-------- ENTRIES PROVIDED

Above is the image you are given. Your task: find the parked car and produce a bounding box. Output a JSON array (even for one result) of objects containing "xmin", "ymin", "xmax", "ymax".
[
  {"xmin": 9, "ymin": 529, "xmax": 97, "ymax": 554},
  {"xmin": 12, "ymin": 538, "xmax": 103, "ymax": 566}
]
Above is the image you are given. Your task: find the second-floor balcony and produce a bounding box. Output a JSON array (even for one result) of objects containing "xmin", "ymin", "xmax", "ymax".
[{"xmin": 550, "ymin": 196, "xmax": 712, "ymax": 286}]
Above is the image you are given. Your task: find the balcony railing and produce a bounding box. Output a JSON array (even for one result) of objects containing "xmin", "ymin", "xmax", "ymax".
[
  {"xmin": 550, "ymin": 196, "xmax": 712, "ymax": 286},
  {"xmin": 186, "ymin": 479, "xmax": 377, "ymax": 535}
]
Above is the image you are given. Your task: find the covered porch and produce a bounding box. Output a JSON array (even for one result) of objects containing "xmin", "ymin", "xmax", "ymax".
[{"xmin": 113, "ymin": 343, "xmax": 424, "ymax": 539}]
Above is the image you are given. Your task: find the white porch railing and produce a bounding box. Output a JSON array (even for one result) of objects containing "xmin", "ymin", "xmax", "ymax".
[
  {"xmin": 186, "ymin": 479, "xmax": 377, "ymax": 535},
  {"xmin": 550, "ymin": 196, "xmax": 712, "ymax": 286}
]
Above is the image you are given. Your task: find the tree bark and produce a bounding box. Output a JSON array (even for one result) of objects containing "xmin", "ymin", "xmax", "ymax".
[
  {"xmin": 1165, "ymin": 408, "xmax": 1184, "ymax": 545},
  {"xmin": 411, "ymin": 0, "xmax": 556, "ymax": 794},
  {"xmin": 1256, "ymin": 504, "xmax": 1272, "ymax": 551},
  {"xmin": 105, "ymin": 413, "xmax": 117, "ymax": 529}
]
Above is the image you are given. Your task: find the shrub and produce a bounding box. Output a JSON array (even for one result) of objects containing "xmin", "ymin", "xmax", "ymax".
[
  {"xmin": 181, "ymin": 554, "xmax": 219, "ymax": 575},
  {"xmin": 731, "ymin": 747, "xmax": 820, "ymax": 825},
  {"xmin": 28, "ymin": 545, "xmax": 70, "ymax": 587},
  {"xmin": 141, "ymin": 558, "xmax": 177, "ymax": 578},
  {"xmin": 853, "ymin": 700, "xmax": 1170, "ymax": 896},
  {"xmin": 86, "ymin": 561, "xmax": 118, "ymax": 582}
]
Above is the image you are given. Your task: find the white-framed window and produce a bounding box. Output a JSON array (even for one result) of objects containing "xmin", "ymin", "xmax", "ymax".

----------------

> [THE TASK]
Put every entry above into a numbered list, leaving out any blank lines.

> [SOLUTION TO THIS PROBLEM]
1. Above is the image you are given. Your task: find the parked car and produce a bounding box. Output a JSON array (even for one result) of objects containing "xmin", "ymin", "xmax", "ymax".
2. [
3.   {"xmin": 9, "ymin": 529, "xmax": 97, "ymax": 554},
4.   {"xmin": 12, "ymin": 538, "xmax": 103, "ymax": 566}
5. ]
6. Above is the image you are given. Your task: find the second-floor balcony and produce a bounding box. Output a JSON array (even for one result) of objects containing "xmin", "ymin", "xmax", "ymax".
7. [{"xmin": 550, "ymin": 196, "xmax": 712, "ymax": 286}]
8. Above is the image you are given. Your task: find the balcony railing and produce a bounding box. Output a JSON array (even for one result) of objects containing "xmin", "ymin", "xmax", "ymax".
9. [
10.   {"xmin": 550, "ymin": 196, "xmax": 712, "ymax": 286},
11.   {"xmin": 186, "ymin": 479, "xmax": 377, "ymax": 535}
12. ]
13. Above is the image you are given. Your task: find the covered porch and produce a bounding box. Output a JSON array (even for one result) of objects containing "xmin", "ymin", "xmax", "ymax".
14. [{"xmin": 113, "ymin": 343, "xmax": 424, "ymax": 539}]
15. Above is the image you are given. Your task: find the white porch railing and produce a bounding box. Output a JSON array (even for one result) of objects containing "xmin", "ymin", "xmax", "ymax".
16. [
17.   {"xmin": 186, "ymin": 479, "xmax": 377, "ymax": 535},
18.   {"xmin": 550, "ymin": 196, "xmax": 712, "ymax": 286}
19. ]
20. Above is the image you are given. Your task: find the tree bark and produce a bounding box. Output a JSON array (even for one result) of objects containing "xmin", "ymin", "xmax", "ymax".
21. [
22.   {"xmin": 1165, "ymin": 408, "xmax": 1184, "ymax": 545},
23.   {"xmin": 411, "ymin": 0, "xmax": 556, "ymax": 794},
24.   {"xmin": 1256, "ymin": 504, "xmax": 1272, "ymax": 551},
25.   {"xmin": 105, "ymin": 413, "xmax": 117, "ymax": 529}
26. ]
27. Above is the image you are given. Your task: find the shrub and produce a bounding box. Output a JSON array (even for one result) of objects containing "xmin", "ymin", "xmax", "ymax".
28. [
29.   {"xmin": 181, "ymin": 554, "xmax": 219, "ymax": 575},
30.   {"xmin": 731, "ymin": 747, "xmax": 820, "ymax": 825},
31.   {"xmin": 28, "ymin": 545, "xmax": 70, "ymax": 587},
32.   {"xmin": 141, "ymin": 558, "xmax": 177, "ymax": 578},
33.   {"xmin": 853, "ymin": 700, "xmax": 1170, "ymax": 896},
34.   {"xmin": 86, "ymin": 561, "xmax": 118, "ymax": 582}
35. ]
36. Above is the image you are given. Your task: find the white-framed window and produce a bounding box. Output a JSON array (even for one result) of objects containing "xmin", "ymin", "xmax", "ymax".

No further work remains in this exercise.